Directions → Scan the data, and whenever a line contains "pool", copy it.

Extracted records →

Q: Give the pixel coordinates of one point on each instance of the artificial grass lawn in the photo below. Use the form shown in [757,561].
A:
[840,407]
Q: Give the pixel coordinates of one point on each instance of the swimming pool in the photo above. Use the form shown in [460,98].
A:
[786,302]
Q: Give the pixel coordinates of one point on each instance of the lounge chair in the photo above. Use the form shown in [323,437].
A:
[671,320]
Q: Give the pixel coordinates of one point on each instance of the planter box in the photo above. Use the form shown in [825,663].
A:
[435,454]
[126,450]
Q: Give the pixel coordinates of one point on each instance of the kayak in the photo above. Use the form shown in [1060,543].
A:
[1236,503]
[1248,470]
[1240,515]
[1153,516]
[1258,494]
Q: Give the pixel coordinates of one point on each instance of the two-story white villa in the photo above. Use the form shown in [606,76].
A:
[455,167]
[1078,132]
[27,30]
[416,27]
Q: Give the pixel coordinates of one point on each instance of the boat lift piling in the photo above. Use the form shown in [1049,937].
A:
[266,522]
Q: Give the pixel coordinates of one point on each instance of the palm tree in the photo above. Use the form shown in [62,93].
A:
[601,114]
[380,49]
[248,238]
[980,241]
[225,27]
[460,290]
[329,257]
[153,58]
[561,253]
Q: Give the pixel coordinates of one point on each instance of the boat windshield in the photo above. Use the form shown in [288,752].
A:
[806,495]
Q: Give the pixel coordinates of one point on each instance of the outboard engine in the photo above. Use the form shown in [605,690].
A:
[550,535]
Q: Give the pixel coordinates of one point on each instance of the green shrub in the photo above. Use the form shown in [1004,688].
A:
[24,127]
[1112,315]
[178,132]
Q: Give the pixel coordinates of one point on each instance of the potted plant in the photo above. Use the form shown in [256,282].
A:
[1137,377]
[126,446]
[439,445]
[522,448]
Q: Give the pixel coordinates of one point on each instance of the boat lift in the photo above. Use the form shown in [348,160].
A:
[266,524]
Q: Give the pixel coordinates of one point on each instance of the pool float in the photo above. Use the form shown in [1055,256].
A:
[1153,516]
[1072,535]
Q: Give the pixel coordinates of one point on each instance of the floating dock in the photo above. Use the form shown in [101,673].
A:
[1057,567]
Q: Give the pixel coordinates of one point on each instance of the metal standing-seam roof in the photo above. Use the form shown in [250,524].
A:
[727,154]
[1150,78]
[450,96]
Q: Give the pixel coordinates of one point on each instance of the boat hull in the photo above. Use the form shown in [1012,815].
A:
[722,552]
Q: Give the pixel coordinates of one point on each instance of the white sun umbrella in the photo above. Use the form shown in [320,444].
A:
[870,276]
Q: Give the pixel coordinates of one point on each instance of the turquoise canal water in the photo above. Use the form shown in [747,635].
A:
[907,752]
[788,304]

Task response →
Q: Give the pixel coordinates of one point on each instance of the swimming pool in the photo above. Use the form shown in [460,98].
Q: Give the pixel coordinates of one point on each instance of the pool float in the photo above. Use the form shown in [1055,256].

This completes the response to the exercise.